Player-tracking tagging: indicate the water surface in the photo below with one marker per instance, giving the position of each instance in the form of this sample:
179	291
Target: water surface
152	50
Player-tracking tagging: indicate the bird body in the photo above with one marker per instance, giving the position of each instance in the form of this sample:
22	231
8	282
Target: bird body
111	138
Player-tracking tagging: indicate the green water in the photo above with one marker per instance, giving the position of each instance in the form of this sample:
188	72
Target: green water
-=-=-=-=-
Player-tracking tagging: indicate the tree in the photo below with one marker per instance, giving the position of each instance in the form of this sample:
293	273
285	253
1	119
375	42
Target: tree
-=-=-=-=-
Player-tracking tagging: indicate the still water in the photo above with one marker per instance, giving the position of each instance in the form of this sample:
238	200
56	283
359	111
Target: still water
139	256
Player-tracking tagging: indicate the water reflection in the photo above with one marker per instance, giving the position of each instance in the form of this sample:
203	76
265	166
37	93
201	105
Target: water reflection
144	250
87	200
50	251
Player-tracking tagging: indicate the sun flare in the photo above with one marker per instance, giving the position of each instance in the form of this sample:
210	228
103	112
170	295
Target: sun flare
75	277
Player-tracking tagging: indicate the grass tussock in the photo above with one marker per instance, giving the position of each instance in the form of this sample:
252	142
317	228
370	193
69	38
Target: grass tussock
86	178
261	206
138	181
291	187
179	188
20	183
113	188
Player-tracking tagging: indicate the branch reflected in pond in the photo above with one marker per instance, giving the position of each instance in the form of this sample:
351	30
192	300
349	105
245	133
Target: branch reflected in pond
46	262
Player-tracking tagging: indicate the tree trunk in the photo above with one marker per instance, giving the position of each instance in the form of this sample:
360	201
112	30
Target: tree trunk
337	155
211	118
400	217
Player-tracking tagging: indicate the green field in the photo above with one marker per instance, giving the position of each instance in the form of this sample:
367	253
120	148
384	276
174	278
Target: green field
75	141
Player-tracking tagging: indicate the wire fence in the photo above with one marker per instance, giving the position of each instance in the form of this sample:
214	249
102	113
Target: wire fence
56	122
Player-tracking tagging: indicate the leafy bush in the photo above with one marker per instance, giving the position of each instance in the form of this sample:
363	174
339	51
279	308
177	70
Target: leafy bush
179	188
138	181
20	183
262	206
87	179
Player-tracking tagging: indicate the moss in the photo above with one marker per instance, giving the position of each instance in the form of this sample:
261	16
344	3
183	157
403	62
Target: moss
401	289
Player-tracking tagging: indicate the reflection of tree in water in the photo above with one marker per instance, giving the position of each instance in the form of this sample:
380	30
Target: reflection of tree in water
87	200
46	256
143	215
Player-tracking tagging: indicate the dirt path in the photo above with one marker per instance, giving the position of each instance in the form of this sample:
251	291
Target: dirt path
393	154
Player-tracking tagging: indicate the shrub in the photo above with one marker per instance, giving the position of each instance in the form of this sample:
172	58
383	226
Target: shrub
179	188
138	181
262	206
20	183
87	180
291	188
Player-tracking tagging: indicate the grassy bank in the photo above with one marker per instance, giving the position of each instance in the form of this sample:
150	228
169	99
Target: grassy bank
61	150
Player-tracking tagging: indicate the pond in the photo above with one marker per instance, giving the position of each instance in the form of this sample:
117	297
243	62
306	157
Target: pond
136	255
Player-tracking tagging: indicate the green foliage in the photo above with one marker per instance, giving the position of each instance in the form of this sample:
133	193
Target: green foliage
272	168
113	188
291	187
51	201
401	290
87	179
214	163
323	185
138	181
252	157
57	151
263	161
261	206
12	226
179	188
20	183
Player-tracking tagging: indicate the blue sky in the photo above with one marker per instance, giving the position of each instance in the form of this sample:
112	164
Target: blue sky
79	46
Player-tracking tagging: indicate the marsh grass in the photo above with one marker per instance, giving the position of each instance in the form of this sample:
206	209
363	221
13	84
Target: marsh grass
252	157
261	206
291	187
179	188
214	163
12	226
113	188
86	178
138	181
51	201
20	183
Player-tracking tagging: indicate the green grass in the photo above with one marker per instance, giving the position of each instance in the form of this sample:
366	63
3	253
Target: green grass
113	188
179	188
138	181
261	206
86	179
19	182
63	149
-=-=-=-=-
Beginning at the line above with "Player-tracking tagging: indicate the water surface" and finishing at the line with "Target: green water", return each line exactly and return nothing else.

## Answer for the task
Player-tracking tagging: indicate the water surface in the photo below with one marker per instance, giving the position of each instance in the form of this sample:
179	291
Target: water surface
152	50
Player-tracking tagging: indicate the bird body in the photo above with one marker per instance, giving the position of each instance in the form of this sample:
22	231
8	282
Target: bird body
111	138
Player-tracking tagging: indicate the green water in the photo above with one marker per instance, giving the position of each instance in the form of this sample:
188	72
Target: green water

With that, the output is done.